## Source text
╭──
In Item-related reports, most of the times it makes sense to include also the quantities (e.g. Transaction, Ordered, Delivered, Invoiced, On-Hand Quantities) together with the Unit of Measure (UOM) in which they are represented. It has to be made distinction between the Primary UOM, the UOM in which the item is stored, and the Transactional UOM, the UOM in which the Item is transacted; for example the Purchasing UOM, Sales UOM or Transaction UOM could be different than the Primary UOM in which the item is stored in Warehouse. In such cases together with the Transactional UOM should be provided also the Primary UOM and eventually the UOM Conversion Rate, when applicable.

Prices/Amounts & Related Attributes

For Item-related reports and not only, include the various Prices (e.g. Sales, Purchase, Standard Price) together with the Currency Code used even if only one Currency is used, same rule applying also for the amounts stored (e.g. Invoice, Sales Order, Purchase amounts). For financial reports it’s advisable to show both functional amounts, the amounts in the Currency used by GL (General Ledger), and transactional amounts, the Currency used in the transaction. When the level of details allows it, show also the Quantity, Price Unit used to calculate the amounts, the eventual Exchange Rate or UOM Conversion Rate used. When available, include also the Period when the Amount was booked in the system.
╰──
## Data excerpts
╭──
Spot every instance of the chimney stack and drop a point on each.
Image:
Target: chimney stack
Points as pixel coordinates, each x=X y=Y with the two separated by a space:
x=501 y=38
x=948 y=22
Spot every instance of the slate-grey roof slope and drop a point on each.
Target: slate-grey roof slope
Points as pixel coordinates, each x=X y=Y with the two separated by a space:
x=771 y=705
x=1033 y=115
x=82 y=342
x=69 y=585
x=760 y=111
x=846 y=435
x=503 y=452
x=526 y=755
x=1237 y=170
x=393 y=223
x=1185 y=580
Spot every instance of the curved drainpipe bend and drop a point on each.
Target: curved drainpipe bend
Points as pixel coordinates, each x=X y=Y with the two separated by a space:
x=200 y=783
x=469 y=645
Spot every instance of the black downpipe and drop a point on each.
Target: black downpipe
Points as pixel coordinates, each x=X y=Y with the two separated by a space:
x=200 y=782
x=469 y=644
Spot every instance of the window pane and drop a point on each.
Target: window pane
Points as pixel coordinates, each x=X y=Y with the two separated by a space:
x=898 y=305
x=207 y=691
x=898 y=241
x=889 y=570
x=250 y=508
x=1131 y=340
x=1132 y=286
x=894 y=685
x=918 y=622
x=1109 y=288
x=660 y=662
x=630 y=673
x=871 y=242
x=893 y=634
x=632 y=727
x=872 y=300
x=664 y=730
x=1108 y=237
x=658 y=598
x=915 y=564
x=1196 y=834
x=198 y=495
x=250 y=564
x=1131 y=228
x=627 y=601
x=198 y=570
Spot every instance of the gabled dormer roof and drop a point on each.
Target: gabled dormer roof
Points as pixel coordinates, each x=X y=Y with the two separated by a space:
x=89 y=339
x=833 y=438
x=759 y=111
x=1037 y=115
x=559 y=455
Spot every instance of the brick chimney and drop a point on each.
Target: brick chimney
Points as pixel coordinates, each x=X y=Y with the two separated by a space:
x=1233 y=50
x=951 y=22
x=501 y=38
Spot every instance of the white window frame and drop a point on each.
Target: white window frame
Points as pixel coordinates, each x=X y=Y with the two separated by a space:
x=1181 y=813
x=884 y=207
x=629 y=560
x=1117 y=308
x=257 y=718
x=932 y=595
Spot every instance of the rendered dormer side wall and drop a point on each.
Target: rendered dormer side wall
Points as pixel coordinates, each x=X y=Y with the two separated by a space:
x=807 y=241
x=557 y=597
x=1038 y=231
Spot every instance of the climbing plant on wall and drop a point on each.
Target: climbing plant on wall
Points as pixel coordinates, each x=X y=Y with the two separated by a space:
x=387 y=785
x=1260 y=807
╰──
## Task objective
According to the passage on report attributes, which two kinds of amounts should financial reports show? Answer from the passage on report attributes alone.

## Written solution
Functional amounts, in the currency used by the General Ledger, and transactional amounts, in the currency used in the transaction.